_Extract provided:_
A cryptocurrency wallet is a digital wallet that refers to an electronic device, phone app,
computer software or an online service that allows an individual to make electronic
transactions. It stores private and public keys and interacts with various blockchains to
enable users to send and receive digital currency and monitor their balance, send money
and conduct other operations.
In this three part series we take a look at the types of crypto wallets and how to secure them.
When a person sends you bitcoins or any other type of digital currency, they are essentially signing off ownership of the coins to your wallet’s Public Key. To be able to spend these coins(money) and unlock the funds, the Private key stored in your wallet must match the public address the currency is assigned to. If public and private keys match, the balance in your digital wallet will increase, and the sender's will decrease accordingly.
There is no actual exchange of real coins(money). The transaction is signified merely by a transaction record on the blockchain and a change in balance in your cryptocurrency wallet.

_Stored data:_
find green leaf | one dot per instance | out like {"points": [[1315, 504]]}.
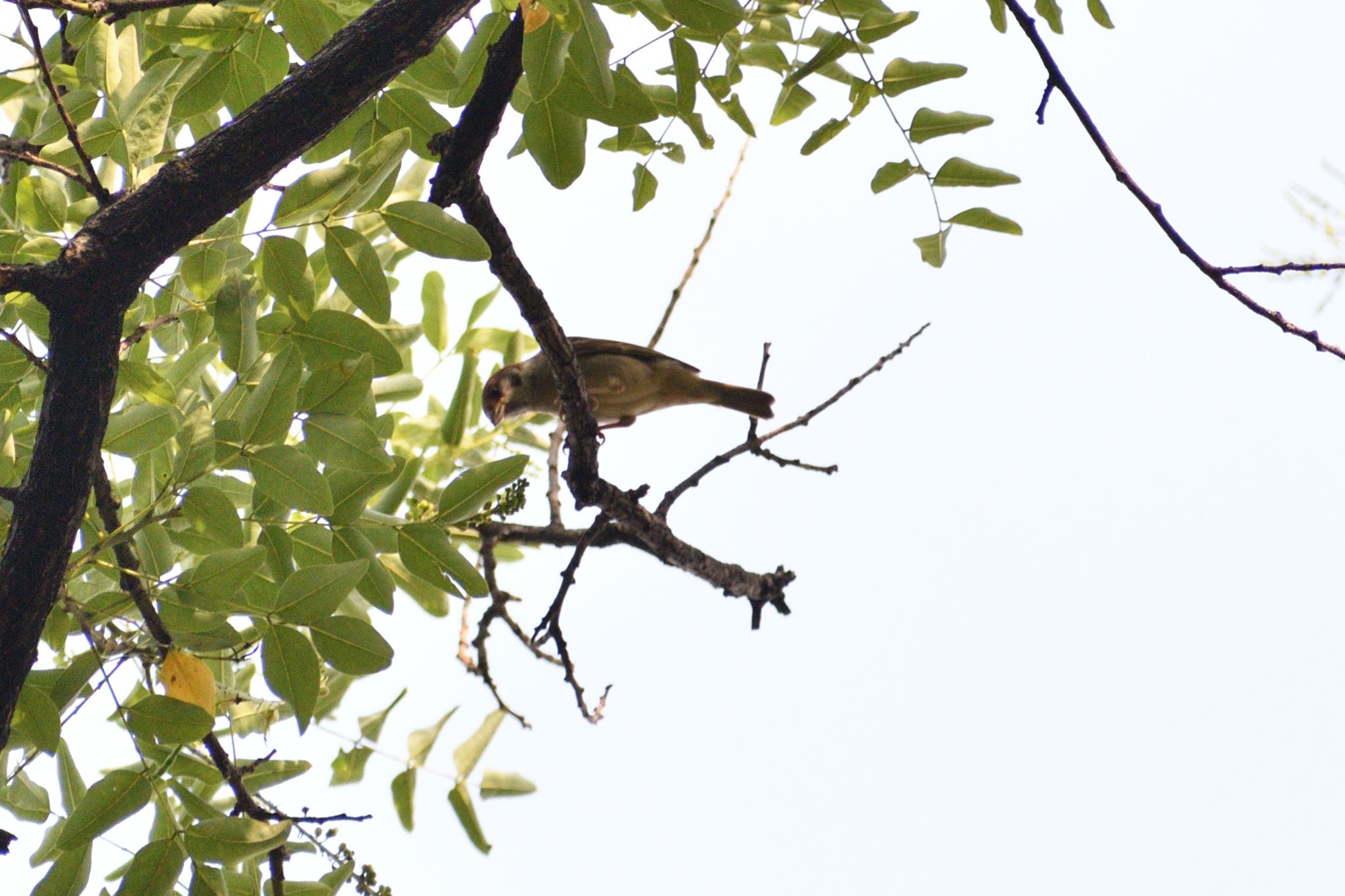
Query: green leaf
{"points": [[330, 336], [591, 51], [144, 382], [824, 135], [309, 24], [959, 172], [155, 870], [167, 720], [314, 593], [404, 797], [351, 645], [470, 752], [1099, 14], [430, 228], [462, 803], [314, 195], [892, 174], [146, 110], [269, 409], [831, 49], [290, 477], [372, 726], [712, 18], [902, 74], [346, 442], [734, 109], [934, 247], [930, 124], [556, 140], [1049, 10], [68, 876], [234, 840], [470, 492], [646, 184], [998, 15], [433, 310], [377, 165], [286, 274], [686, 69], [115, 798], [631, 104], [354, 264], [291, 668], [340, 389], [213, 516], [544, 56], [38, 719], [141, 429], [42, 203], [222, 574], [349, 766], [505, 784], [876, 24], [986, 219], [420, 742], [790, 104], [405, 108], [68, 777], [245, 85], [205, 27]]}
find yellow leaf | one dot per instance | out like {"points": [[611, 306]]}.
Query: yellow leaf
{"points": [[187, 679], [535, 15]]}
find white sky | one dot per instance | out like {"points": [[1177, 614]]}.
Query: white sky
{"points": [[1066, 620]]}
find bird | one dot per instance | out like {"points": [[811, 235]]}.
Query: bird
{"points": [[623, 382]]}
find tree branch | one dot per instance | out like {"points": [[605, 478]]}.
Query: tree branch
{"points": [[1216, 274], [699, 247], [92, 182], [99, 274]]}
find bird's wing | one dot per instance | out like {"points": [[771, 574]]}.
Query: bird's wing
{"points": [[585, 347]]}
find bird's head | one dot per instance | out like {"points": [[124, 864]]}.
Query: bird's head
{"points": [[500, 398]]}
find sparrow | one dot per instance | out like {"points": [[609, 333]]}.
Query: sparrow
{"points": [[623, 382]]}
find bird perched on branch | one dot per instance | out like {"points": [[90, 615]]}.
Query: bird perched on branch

_Given problem A:_ In the passage on cryptocurrency wallets, what must match the public address the currency is assigned to before the funds can be spent?
_Given problem B:_ Go on with the passage on cryptocurrency wallets, starting after its last sentence.
The listing isn't needed for this work.

_Expected answer A:_ The private key stored in your wallet.

_Expected answer B:_
There are two categories of Cryptocurrency wallets, namely; custodial and non - custodial wallets. A non - custodial wallet gives you full control of your private keys which proves sole ownership of the coins stored in the wallet while in a custodial wallet, you entrust a third party to control and secure your private keys -this does not give you ownership of the coins, if this "third party" is hacked or decides to defraud you, you have no way to claim or retrieve your coins. Examples of custodial wallets are web - based wallets and most cryptocurrency exchanges except for DEXs (Decentralized Exchanges).
TYPES OF WALLETS
There are several types of wallets that provide different ways to store and access your digital currency. Wallets can be broken down into three distinct categories – software, hardware, and paper. Software wallets can be a desktop, mobile or online.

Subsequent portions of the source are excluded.